[Exercise aim] What you should write out is every line from the one containing "the camera logo icon" to the end of the data, exactly and with nothing else.

(Stored dataset items)
○ ○ ○

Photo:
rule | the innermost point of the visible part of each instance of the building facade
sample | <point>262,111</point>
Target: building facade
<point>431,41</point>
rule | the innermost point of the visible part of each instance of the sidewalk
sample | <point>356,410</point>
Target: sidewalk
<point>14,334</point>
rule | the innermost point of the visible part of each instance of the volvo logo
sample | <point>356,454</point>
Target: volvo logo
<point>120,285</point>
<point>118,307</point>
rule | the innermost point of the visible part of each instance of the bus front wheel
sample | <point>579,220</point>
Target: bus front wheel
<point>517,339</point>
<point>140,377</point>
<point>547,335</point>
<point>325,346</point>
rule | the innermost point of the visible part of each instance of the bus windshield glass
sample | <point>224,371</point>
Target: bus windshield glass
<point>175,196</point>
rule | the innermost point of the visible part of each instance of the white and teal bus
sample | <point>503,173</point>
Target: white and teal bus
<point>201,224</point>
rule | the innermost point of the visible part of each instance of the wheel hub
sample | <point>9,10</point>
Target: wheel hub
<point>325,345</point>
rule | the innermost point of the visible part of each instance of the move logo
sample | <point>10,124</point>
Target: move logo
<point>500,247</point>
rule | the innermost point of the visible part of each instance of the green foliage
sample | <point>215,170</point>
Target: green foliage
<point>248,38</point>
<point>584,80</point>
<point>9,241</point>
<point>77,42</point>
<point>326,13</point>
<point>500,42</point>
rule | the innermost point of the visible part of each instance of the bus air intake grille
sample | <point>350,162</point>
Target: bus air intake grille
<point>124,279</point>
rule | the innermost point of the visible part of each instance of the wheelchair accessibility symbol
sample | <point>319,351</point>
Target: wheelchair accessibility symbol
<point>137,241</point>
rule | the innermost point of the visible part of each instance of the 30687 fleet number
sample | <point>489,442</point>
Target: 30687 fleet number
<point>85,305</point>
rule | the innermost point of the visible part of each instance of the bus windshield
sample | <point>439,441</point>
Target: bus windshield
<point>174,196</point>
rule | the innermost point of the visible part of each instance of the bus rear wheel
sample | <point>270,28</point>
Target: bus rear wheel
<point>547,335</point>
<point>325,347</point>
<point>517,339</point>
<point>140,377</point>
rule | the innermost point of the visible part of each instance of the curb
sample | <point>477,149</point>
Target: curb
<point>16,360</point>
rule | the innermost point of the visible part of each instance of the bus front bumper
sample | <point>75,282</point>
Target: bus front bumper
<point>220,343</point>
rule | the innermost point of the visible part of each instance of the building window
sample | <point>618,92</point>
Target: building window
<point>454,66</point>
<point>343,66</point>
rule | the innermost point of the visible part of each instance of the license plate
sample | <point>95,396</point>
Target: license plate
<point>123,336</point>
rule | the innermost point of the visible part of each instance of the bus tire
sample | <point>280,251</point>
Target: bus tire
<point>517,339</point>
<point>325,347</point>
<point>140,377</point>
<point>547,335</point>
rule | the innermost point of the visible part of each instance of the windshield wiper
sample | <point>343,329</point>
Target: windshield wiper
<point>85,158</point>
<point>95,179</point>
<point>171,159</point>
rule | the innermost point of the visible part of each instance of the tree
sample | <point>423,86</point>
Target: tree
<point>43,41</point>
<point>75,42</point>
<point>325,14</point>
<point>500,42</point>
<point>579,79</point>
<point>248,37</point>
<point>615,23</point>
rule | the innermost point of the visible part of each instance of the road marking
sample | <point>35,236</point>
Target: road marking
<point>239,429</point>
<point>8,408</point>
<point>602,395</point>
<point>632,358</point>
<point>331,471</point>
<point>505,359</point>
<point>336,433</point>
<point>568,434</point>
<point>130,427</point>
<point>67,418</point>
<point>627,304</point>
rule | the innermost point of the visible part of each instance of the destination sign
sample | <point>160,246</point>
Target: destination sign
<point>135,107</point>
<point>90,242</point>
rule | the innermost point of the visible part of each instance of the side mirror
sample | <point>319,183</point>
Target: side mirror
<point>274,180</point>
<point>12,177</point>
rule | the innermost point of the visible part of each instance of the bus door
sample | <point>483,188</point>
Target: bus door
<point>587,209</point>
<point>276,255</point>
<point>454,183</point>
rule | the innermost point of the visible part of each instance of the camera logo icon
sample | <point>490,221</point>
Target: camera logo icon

○ ○ ○

[Your response]
rule | the innermost point of the visible part of each instance of the camera logo icon
sample | <point>490,221</point>
Target: camera logo icon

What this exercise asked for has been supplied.